Text section →

____________

True 4-H science teen leaders: Mason County

Mason County has a true 4-H Tech Wizard science teen leader in Ethan Funke.

Ethan Funke and Japanese summer exchange program brother Koda Nakamura.
Ethan Funke and Japanese summer exchange program brother Koda Nakamura.

In Mason County 4-H, they have many exemplary youth in a variety of fields they offer. However, Mason County 4-H would like to highlight one youth as a true 4-H Tech Wizard science leader, Ethan Funke.

Aaron Myers, Mason County 4-H program coordinator, commented on why he believes Ethan is a true tech wizard teen leader. “Since the Mason County 4-H Tech Wizards program first began at O.J. Dejonge Middle School, eighth grader Ethan Funke has been an integral part of building the program into what it is today,” said Myers. “He has gone from a 4-H Tech Wizards mentee to a teen mentor. Ethan is leading his group of kids in establishing positive and lasting relationships via STEM (Science, Technology, Engineering, Math) projects such as building model rockets, programming robots and much more. He possesses a natural ability to lead that is rare for someone his age and show’s an inherent desire to help those around him. He has succeeded in bringing not only other mentees into the program, but other teen mentors as well.”

Outside of 4-H, Ethan is very active in his community and church. He serves as a junior counselor in the Mason County Reformed Church Cadets, a multi-denominational group that brings youth together to build many of the same skills as the boy scouts. He also serves as a camera operator during church services and volunteers with a local Dominican Republic outreach team. He is an active leader in the Michigan Middle School Leadership Initiative where he and his fellow members are organizing a benefit concert with proceeds to go towards the Childhood Cancer Campaign of Ludington.

In addition to 4-H Tech Wizards, Ethan’s family has also taken part in the Michigan 4-H International Exchange Program. His family hosted a Japanese exchange student, Koda Nakamura, during the summer one-month exchange program, sharing their family and culture.

Ethan and Koda

Ethan and Koda.

Myers offered advice for other youth interested in becoming a 4-H teen leader. “For those of you who wish to become leaders, I advise you not to wait,” said Myers. “Whether you know anything about a specific subject or not, all that is really required to be a leader and make a difference is a desire to help people. So I urge you to go out, look for places you can help make a difference in your community or school. Bring friends. If you just take some time out of your day, it will benefit you and your community for years to come.”

____________

Questions →
A) Reproduce the passage of the Ethan Funke profile starting at "Outside of 4-H, Ethan" and ending at "family and culture.".
B) In the Ethan Funke profile, what school was the Mason County 4-H Tech Wizards program first started at?
Draw only on the profile of Ethan Funke here, not on any outside knowledge.

____________

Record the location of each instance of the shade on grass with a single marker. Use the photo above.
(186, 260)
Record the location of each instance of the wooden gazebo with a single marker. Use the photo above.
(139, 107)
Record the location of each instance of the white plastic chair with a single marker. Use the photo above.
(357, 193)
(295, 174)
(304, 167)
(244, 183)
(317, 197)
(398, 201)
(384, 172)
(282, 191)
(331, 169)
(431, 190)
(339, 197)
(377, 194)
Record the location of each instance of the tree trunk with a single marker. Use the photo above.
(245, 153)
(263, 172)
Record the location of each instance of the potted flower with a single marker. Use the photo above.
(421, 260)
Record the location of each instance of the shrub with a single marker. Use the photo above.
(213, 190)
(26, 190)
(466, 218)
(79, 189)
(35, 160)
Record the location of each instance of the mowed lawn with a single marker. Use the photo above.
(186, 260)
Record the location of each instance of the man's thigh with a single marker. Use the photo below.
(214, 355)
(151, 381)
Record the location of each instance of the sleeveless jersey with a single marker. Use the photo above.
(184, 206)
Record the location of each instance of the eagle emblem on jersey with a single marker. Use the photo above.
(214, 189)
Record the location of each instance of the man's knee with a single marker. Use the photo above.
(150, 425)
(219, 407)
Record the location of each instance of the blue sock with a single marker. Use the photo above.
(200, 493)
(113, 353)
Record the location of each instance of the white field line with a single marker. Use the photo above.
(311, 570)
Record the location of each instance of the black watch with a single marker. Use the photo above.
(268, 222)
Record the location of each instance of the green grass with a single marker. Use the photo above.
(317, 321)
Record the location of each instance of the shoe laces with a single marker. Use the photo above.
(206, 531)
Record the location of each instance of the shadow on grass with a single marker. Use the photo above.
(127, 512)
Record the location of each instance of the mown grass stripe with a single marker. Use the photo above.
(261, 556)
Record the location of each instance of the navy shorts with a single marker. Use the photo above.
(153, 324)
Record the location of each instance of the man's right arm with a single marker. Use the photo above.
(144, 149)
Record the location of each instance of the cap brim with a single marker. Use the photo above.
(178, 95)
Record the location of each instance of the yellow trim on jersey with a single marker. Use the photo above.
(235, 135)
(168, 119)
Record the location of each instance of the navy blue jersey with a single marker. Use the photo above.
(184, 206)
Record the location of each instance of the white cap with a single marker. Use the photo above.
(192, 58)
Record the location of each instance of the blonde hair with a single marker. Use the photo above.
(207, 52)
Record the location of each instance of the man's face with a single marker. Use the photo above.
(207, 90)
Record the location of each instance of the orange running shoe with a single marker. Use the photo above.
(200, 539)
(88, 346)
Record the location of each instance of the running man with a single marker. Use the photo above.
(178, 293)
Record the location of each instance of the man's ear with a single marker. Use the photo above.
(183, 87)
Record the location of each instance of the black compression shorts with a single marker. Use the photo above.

____________

Expected responses →
A)
Outside of 4-H, Ethan is very active in his community and church. He serves as a junior counselor in the Mason County Reformed Church Cadets, a multi-denominational group that brings youth together to build many of the same skills as the boy scouts. He also serves as a camera operator during church services and volunteers with a local Dominican Republic outreach team. He is an active leader in the Michigan Middle School Leadership Initiative where he and his fellow members are organizing a benefit concert with proceeds to go towards the Childhood Cancer Campaign of Ludington.

In addition to 4-H Tech Wizards, Ethan’s family has also taken part in the Michigan 4-H International Exchange Program. His family hosted a Japanese exchange student, Koda Nakamura, during the summer one-month exchange program, sharing their family and culture.

B) O.J. Dejonge Middle School.